Actions to take ::
1. In the forum thread, which OpenBSD release is FreeBSD's PF said to be based on?
2. Reproduce the forum thread between "is it possible to load balancing with weighted round ronin" and "not a firewall.", inclusive.
3. What are all the names beginning with "net/" in the forum thread?

Source ::
===============

You're using OpenBSD's syntax. FreeBSD's PF is a bit older than OpenBSD's.


----------



## tonix (Nov 23, 2020)

ok thanks, how could so pfsense load balancing with round robin weighted?

thanks


----------



## tonix (Nov 23, 2020)

so, the question now is:

is it possible to load balancing with weighted round ronin in freebsd too?

thanks


----------



## SirDice (Nov 23, 2020)

Weighted routing is a job for a routing protocol, not a firewall.


----------



## tonix (Nov 23, 2020)

i'm asking if is it possible to load balancing with weighted round robin in freebsd too,

next i decide how to use this function

thanks a lot


----------



## SirDice (Nov 23, 2020)

net/bird
net/bird2
net/quagga
net/zebra
net/frr7
net/openbgpd

I'm sure there's more, these are just the ones I found with a quick search.


----------



## tonix (Nov 23, 2020)

ok thanks, but i need to know only  if pf on freebsd support round robin weigthed as on openbsd

no routing protocol

thanks


----------



## SirDice (Nov 24, 2020)

tonix said:


> but i need to know only if pf on freebsd support round robin weigthed as on openbsd


I've told you in another thread that FreeBSD's PF is based on PF from OpenBSD 4.5. The function not being documented in the pf.conf(5) man page should be enough of an indication that this feature isn't in FreeBSD's PF.


----------



## tonix (Nov 24, 2020)

hi, 
ok thanks!


----------

===============

Records ::
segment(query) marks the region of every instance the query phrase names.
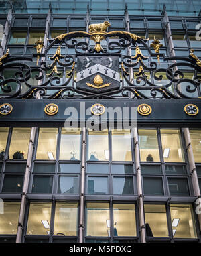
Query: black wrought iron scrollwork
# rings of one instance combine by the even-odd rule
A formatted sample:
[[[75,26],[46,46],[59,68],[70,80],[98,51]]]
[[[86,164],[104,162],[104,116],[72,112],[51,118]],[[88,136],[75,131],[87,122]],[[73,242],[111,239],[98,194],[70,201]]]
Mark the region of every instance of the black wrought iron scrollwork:
[[[111,41],[113,38],[115,38],[115,40]],[[105,44],[102,44],[103,40]],[[149,57],[143,56],[140,49],[141,45],[145,47],[150,56],[154,55],[147,41],[147,39],[122,31],[91,33],[78,31],[63,34],[50,39],[49,44],[43,54],[39,51],[36,53],[37,61],[39,62],[36,66],[33,66],[33,58],[13,56],[8,50],[0,57],[0,97],[28,99],[40,96],[46,99],[63,99],[72,97],[127,97],[133,99],[193,98],[191,95],[194,95],[201,84],[201,75],[199,74],[201,73],[201,61],[194,54],[194,50],[190,50],[188,58],[157,55],[158,60],[163,57],[163,61],[169,63],[167,68],[161,68],[158,67],[155,62],[146,62]],[[75,54],[62,55],[61,48],[63,44],[68,48],[74,49]],[[49,63],[44,60],[40,62],[40,56],[46,57],[48,51],[55,46],[55,54],[50,56]],[[155,52],[159,54],[156,46],[161,46],[161,44],[155,46]],[[123,48],[127,50],[127,48],[134,49],[135,54],[133,56],[121,55]],[[121,78],[118,89],[103,92],[100,90],[97,94],[95,90],[85,91],[76,87],[76,54],[119,54],[121,58],[119,63]],[[172,63],[170,64],[172,61]],[[133,68],[135,72],[131,74]],[[192,80],[186,78],[181,68],[191,68],[198,74]],[[5,76],[5,71],[7,70],[15,70],[12,77],[7,78]],[[61,76],[64,70],[65,74]],[[151,74],[153,80],[149,78],[147,72]],[[165,83],[159,84],[160,81],[164,80]]]

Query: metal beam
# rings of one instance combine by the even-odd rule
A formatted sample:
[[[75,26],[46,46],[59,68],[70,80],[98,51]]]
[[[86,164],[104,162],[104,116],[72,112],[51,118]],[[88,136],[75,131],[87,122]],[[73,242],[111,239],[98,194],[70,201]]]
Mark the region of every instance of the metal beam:
[[[140,236],[141,242],[146,243],[146,235],[145,235],[145,223],[144,218],[144,208],[143,208],[143,190],[141,176],[141,166],[140,166],[140,157],[139,157],[139,147],[138,140],[138,131],[137,128],[132,129],[133,135],[134,137],[135,143],[135,169],[137,172],[137,195],[139,196],[139,225],[140,225]]]
[[[22,190],[22,196],[21,196],[21,203],[20,206],[19,220],[18,220],[18,227],[17,231],[17,237],[16,237],[16,243],[21,243],[24,227],[24,220],[25,220],[25,212],[26,207],[26,202],[27,202],[27,194],[28,192],[29,183],[29,177],[30,177],[30,168],[32,162],[32,155],[34,151],[34,141],[35,139],[36,128],[31,128],[31,136],[29,140],[29,145],[28,149],[28,155],[27,155],[27,166],[25,170],[23,190]]]

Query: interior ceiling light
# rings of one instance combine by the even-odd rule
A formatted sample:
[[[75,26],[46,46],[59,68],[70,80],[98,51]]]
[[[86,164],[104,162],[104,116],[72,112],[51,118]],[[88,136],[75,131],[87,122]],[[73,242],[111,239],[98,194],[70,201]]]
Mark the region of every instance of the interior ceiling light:
[[[174,218],[172,220],[172,227],[177,227],[179,224],[180,219],[179,218]]]
[[[110,220],[106,220],[106,225],[107,225],[107,227],[108,228],[109,228],[111,227],[111,225],[110,225]]]
[[[48,220],[42,220],[42,225],[44,225],[45,229],[50,229],[50,225]]]
[[[168,158],[169,157],[169,153],[170,153],[170,149],[164,149],[163,157],[164,158]]]
[[[54,160],[54,155],[52,152],[48,152],[48,155],[49,157],[49,160]]]

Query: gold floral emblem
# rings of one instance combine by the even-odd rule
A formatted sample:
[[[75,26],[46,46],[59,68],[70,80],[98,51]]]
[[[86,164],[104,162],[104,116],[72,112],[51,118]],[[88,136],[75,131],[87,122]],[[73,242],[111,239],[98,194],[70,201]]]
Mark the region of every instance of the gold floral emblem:
[[[148,104],[141,104],[137,107],[137,111],[139,114],[143,115],[149,115],[152,109],[151,107],[149,106]]]
[[[50,103],[45,107],[44,111],[47,115],[53,115],[58,113],[58,107],[56,104]]]
[[[101,76],[100,76],[100,74],[96,75],[96,76],[94,78],[93,82],[94,82],[94,84],[91,84],[89,82],[86,82],[86,84],[90,87],[96,88],[98,90],[100,89],[100,88],[107,87],[107,86],[109,86],[111,85],[110,82],[109,84],[103,84],[103,81],[102,77],[101,77]]]

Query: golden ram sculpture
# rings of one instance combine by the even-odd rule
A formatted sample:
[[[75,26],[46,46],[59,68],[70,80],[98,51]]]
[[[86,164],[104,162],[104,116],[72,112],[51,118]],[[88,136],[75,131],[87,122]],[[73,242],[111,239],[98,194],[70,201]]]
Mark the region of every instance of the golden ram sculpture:
[[[108,27],[110,27],[111,24],[108,21],[104,21],[99,24],[91,24],[88,27],[89,33],[92,32],[105,32]]]

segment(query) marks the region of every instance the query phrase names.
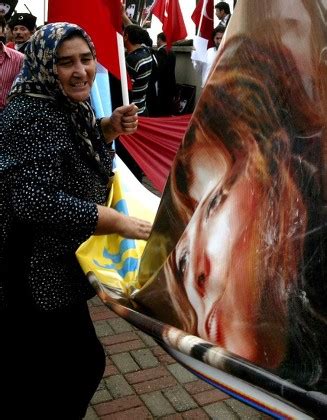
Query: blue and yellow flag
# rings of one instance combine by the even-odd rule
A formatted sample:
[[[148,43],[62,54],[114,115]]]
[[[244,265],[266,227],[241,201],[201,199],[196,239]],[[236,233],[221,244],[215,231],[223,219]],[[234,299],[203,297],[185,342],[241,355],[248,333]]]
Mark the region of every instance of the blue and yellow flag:
[[[110,115],[108,74],[99,67],[92,89],[92,104],[98,118]],[[129,216],[153,222],[159,198],[143,187],[124,162],[115,157],[114,179],[107,205]],[[117,234],[91,236],[76,252],[85,272],[118,296],[130,296],[140,285],[137,281],[145,241],[126,239]]]

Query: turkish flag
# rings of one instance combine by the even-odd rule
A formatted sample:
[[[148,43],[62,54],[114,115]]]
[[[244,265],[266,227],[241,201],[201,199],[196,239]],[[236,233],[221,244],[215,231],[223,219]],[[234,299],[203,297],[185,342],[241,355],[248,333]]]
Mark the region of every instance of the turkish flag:
[[[208,48],[213,47],[213,41],[211,39],[213,31],[213,10],[213,0],[200,0],[191,16],[193,22],[199,28],[198,36],[208,40]]]
[[[167,38],[167,47],[187,37],[183,15],[178,0],[157,0],[152,13],[162,23],[162,30]]]
[[[48,22],[81,26],[94,42],[99,63],[120,79],[117,32],[122,32],[121,0],[49,0]]]

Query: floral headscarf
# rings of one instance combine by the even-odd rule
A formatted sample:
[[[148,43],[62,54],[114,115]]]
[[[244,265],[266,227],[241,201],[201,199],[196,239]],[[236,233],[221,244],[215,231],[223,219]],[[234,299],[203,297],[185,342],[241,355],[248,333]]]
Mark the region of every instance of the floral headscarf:
[[[92,139],[98,133],[94,112],[88,101],[74,102],[69,99],[58,79],[58,48],[67,37],[75,33],[87,42],[96,58],[93,42],[81,27],[66,22],[44,25],[30,38],[22,71],[13,84],[9,100],[23,94],[59,101],[60,106],[68,110],[87,153],[99,163],[99,156],[92,145]]]

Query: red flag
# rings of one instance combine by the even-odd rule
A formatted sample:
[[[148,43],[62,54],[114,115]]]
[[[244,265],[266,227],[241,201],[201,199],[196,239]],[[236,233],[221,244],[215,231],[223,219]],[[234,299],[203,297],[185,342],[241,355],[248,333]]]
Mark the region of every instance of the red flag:
[[[201,19],[202,10],[203,16]],[[213,46],[213,41],[211,39],[213,31],[213,11],[213,0],[200,0],[191,16],[195,25],[199,27],[198,35],[201,38],[208,40],[208,48]]]
[[[98,61],[120,79],[117,32],[122,32],[121,0],[49,0],[48,22],[81,26],[94,42]]]
[[[162,30],[167,38],[167,47],[187,37],[187,31],[178,0],[157,0],[152,13],[162,23]]]

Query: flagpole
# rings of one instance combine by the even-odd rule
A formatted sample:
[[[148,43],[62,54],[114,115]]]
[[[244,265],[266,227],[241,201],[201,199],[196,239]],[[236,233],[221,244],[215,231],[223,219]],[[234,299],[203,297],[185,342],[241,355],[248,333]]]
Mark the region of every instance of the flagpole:
[[[44,0],[43,23],[48,22],[48,0]]]
[[[198,31],[197,31],[197,36],[199,36],[199,33],[201,31],[201,26],[202,26],[202,21],[203,21],[203,15],[204,15],[204,10],[207,7],[207,3],[208,0],[203,0],[203,4],[202,4],[202,10],[201,10],[201,17],[200,17],[200,22],[199,22],[199,26],[198,26]]]
[[[144,20],[143,21],[141,21],[141,24],[140,24],[140,26],[144,26],[145,25],[145,23],[148,21],[148,19],[149,19],[149,17],[150,17],[150,15],[151,15],[151,13],[152,13],[152,9],[154,8],[154,5],[157,3],[157,0],[154,0],[154,2],[152,3],[152,6],[150,7],[150,9],[149,9],[149,12],[148,12],[148,14],[145,16],[145,18],[144,18]]]
[[[127,82],[127,70],[126,70],[126,60],[125,60],[125,47],[124,47],[123,36],[118,32],[117,32],[117,48],[118,48],[121,93],[122,93],[122,98],[123,98],[123,105],[128,105],[129,96],[128,96],[128,82]]]

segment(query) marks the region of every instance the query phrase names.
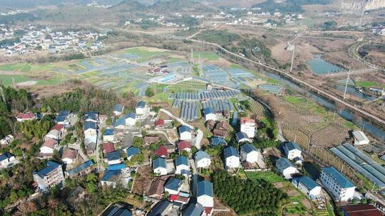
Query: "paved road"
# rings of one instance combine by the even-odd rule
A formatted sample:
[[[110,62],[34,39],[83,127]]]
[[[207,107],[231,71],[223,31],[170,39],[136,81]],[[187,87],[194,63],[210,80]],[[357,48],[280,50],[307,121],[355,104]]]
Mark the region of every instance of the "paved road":
[[[237,58],[242,58],[245,60],[247,60],[248,62],[250,62],[250,63],[255,63],[256,65],[258,65],[260,66],[262,66],[263,68],[267,68],[267,69],[270,69],[270,70],[274,70],[275,72],[277,72],[278,73],[281,74],[281,75],[283,75],[286,77],[289,77],[290,79],[294,80],[295,82],[297,82],[297,83],[299,83],[301,85],[303,85],[312,90],[313,90],[314,91],[318,92],[319,94],[322,94],[324,96],[326,96],[329,99],[332,99],[334,101],[336,101],[336,102],[338,102],[348,107],[349,107],[350,109],[360,113],[361,114],[364,115],[364,116],[366,116],[366,117],[370,117],[373,119],[375,119],[376,120],[377,122],[383,124],[385,124],[385,120],[376,117],[376,116],[374,116],[364,110],[362,110],[361,109],[359,108],[359,107],[355,107],[354,105],[353,104],[351,104],[337,97],[335,97],[334,95],[332,95],[332,94],[330,93],[328,93],[325,91],[324,91],[323,90],[319,88],[318,87],[316,87],[316,86],[314,86],[309,83],[307,83],[305,81],[303,81],[294,76],[293,76],[292,75],[289,74],[288,72],[286,72],[286,71],[284,71],[284,70],[279,70],[279,69],[276,69],[275,68],[273,68],[273,67],[271,67],[271,66],[269,66],[269,65],[265,65],[262,63],[260,63],[260,62],[257,62],[257,61],[255,61],[255,60],[250,60],[250,59],[248,59],[247,58],[245,58],[243,56],[241,56],[238,54],[236,54],[236,53],[234,53],[232,52],[230,52],[226,49],[225,49],[224,48],[221,47],[220,45],[216,44],[216,43],[210,43],[210,42],[205,42],[205,41],[202,41],[202,40],[194,40],[194,39],[190,39],[190,40],[192,41],[194,41],[194,42],[196,42],[196,43],[205,43],[205,44],[209,44],[209,45],[214,45],[214,46],[216,46],[218,48],[220,48],[220,50],[222,50],[222,51],[228,53],[228,54],[230,54],[232,55],[234,55]]]

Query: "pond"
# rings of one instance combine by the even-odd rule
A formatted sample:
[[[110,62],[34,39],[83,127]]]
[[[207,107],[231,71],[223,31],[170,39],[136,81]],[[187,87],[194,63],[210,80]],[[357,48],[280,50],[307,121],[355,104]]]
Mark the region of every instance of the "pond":
[[[317,75],[322,75],[342,71],[343,68],[325,61],[321,57],[321,55],[315,55],[312,60],[307,63],[314,73]]]

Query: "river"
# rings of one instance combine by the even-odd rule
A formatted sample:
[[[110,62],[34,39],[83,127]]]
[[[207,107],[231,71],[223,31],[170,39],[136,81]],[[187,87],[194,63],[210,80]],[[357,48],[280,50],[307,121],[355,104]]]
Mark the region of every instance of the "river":
[[[318,104],[322,105],[323,107],[326,107],[329,110],[336,110],[337,113],[342,118],[353,122],[356,125],[359,126],[361,128],[363,129],[363,131],[369,132],[372,136],[376,137],[378,139],[382,140],[383,141],[385,141],[385,131],[384,130],[371,124],[370,122],[366,120],[357,119],[354,118],[353,114],[350,111],[345,109],[338,109],[336,105],[332,102],[299,87],[292,81],[289,81],[278,75],[265,70],[262,72],[262,74],[270,78],[281,82],[282,83],[290,87],[298,92],[305,94],[309,98],[312,99],[313,101],[317,102]]]

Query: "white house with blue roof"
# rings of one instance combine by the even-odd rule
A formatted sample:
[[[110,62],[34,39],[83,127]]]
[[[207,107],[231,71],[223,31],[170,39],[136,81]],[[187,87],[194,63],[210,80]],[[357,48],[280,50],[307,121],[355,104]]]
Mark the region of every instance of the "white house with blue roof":
[[[217,115],[212,108],[206,107],[203,109],[203,114],[205,114],[205,122],[208,120],[217,121]]]
[[[190,140],[192,129],[187,125],[182,125],[178,129],[180,140]]]
[[[167,163],[163,158],[156,158],[153,161],[153,170],[154,173],[158,176],[167,175]]]
[[[312,200],[321,195],[322,188],[307,176],[294,178],[292,180],[292,183]]]
[[[294,142],[288,142],[283,145],[283,148],[284,151],[284,154],[287,157],[287,159],[292,161],[295,158],[301,158],[302,156],[301,153],[302,153],[302,149],[299,146]]]
[[[235,134],[235,136],[237,137],[237,141],[238,141],[238,144],[242,142],[252,142],[252,141],[249,138],[247,134],[245,132],[239,131],[238,133]]]
[[[165,192],[168,192],[170,195],[178,194],[182,188],[182,180],[170,177],[165,184]]]
[[[286,179],[293,178],[292,176],[299,173],[299,171],[295,166],[285,158],[280,158],[275,162],[277,171],[284,176]]]
[[[113,107],[113,114],[115,116],[118,116],[123,113],[124,110],[124,106],[120,104],[118,104]]]
[[[245,144],[240,146],[240,159],[242,161],[256,163],[262,158],[260,150],[250,144]]]
[[[226,170],[240,167],[240,155],[234,147],[230,146],[225,148],[223,150],[223,156]]]
[[[61,164],[52,161],[47,161],[46,166],[38,171],[34,172],[33,176],[34,180],[43,190],[63,183],[64,180]]]
[[[184,156],[179,156],[175,158],[175,174],[178,175],[190,175],[190,165],[188,158]]]
[[[115,131],[113,129],[106,129],[103,133],[103,141],[115,142]]]
[[[130,161],[133,156],[139,153],[140,153],[140,150],[139,150],[139,148],[131,146],[127,148],[127,159]]]
[[[138,117],[143,116],[145,114],[145,102],[144,101],[140,101],[136,104],[135,107],[135,112]]]
[[[212,207],[214,207],[214,190],[212,189],[212,183],[202,180],[200,181],[197,185],[197,202],[202,205],[205,209],[206,213],[209,212],[210,214],[212,212]]]
[[[356,186],[334,167],[322,168],[319,180],[336,200],[348,201],[353,198]]]
[[[130,112],[125,115],[125,125],[134,126],[136,124],[136,114],[135,112]]]
[[[195,153],[194,160],[197,168],[207,168],[211,165],[211,157],[207,152],[202,150]]]

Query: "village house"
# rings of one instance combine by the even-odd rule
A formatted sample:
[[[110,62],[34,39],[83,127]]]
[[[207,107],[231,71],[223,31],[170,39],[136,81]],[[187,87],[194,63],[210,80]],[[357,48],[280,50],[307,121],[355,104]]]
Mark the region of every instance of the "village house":
[[[161,200],[163,198],[165,181],[159,179],[151,183],[150,190],[148,190],[148,196],[156,200]]]
[[[212,136],[210,141],[210,145],[211,147],[215,147],[217,146],[227,146],[227,143],[223,137]]]
[[[19,113],[16,116],[16,120],[19,122],[22,122],[24,121],[30,121],[36,119],[36,117],[35,117],[35,114],[31,112],[26,112],[26,113]]]
[[[225,164],[226,170],[238,168],[240,167],[240,155],[232,146],[227,147],[224,150]]]
[[[33,175],[34,180],[42,190],[61,184],[64,180],[61,165],[52,161],[47,161],[45,168],[34,172]]]
[[[286,179],[292,179],[293,175],[299,173],[297,168],[285,158],[280,158],[277,160],[275,167],[277,171],[283,175]]]
[[[247,134],[245,132],[239,131],[238,133],[235,134],[235,136],[237,137],[237,141],[238,141],[238,144],[242,142],[252,142],[252,141],[249,139]]]
[[[58,141],[53,139],[48,139],[40,147],[40,153],[43,158],[51,157],[53,155],[53,151],[58,148]]]
[[[125,115],[125,125],[134,126],[136,124],[136,114],[134,112],[130,112]]]
[[[217,115],[214,112],[214,110],[212,110],[212,108],[206,107],[203,109],[203,113],[205,114],[205,122],[207,122],[209,120],[212,120],[212,121],[217,120]]]
[[[292,183],[312,200],[321,195],[322,188],[314,180],[307,176],[294,178],[292,180]]]
[[[104,132],[103,132],[103,141],[115,141],[115,131],[113,129],[106,129],[106,130],[104,130]]]
[[[180,179],[170,177],[165,184],[165,192],[170,195],[178,194],[182,188],[182,183]]]
[[[353,198],[356,186],[334,167],[321,169],[319,180],[336,200],[348,201]]]
[[[153,161],[154,173],[158,176],[167,175],[167,163],[163,158],[157,158]]]
[[[139,148],[131,146],[127,148],[127,159],[128,161],[130,161],[133,156],[139,153],[140,153],[140,151],[139,150]]]
[[[160,146],[155,151],[155,154],[160,158],[168,157],[168,152],[167,148],[165,146]]]
[[[159,136],[145,136],[143,141],[146,144],[152,144],[159,141]]]
[[[123,113],[124,110],[124,106],[122,104],[116,104],[115,107],[113,107],[113,114],[115,116],[118,116]]]
[[[115,151],[115,146],[113,146],[113,144],[111,142],[104,143],[103,144],[103,155],[106,157],[107,154],[108,153],[114,152]]]
[[[182,125],[179,127],[179,136],[180,140],[190,140],[192,138],[192,129],[186,125]]]
[[[190,165],[188,158],[186,156],[179,156],[175,158],[175,174],[177,175],[190,175]]]
[[[242,117],[240,119],[240,131],[247,134],[247,137],[252,139],[255,136],[255,120]]]
[[[165,126],[165,120],[158,119],[154,122],[156,129],[163,128]]]
[[[197,168],[207,168],[211,165],[211,157],[203,151],[198,151],[195,153],[195,163]]]
[[[242,161],[257,163],[262,158],[260,151],[250,144],[245,144],[240,146],[240,158]]]
[[[145,114],[145,102],[144,101],[140,101],[136,104],[136,107],[135,107],[135,112],[136,113],[136,115],[138,116],[139,118],[142,117]]]
[[[61,156],[61,161],[64,164],[71,164],[76,159],[78,151],[73,148],[67,148],[63,152]]]
[[[119,151],[113,151],[107,153],[107,162],[108,165],[120,163],[121,157]]]
[[[212,183],[202,180],[197,183],[197,202],[205,207],[205,215],[211,215],[214,207],[214,191]]]
[[[84,176],[91,173],[91,172],[93,170],[93,164],[94,163],[92,161],[87,161],[76,168],[66,171],[66,174],[70,178],[76,178]]]
[[[295,158],[302,158],[302,150],[301,147],[294,142],[286,143],[283,146],[284,154],[289,160],[294,160]]]
[[[10,153],[5,152],[0,154],[0,167],[6,168],[14,160],[15,156]]]
[[[178,143],[178,151],[182,152],[182,151],[186,151],[191,152],[191,144],[189,141],[183,140]]]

===============

Responses to the tasks ::
1. OpenBSD 4.5

2.
is it possible to load balancing with weighted round ronin in freebsd too?

thanks


----------



## SirDice (Nov 23, 2020)

Weighted routing is a job for a routing protocol, not a firewall.

3.
net/bird
net/bird2
net/quagga
net/zebra
net/frr7
net/openbgpd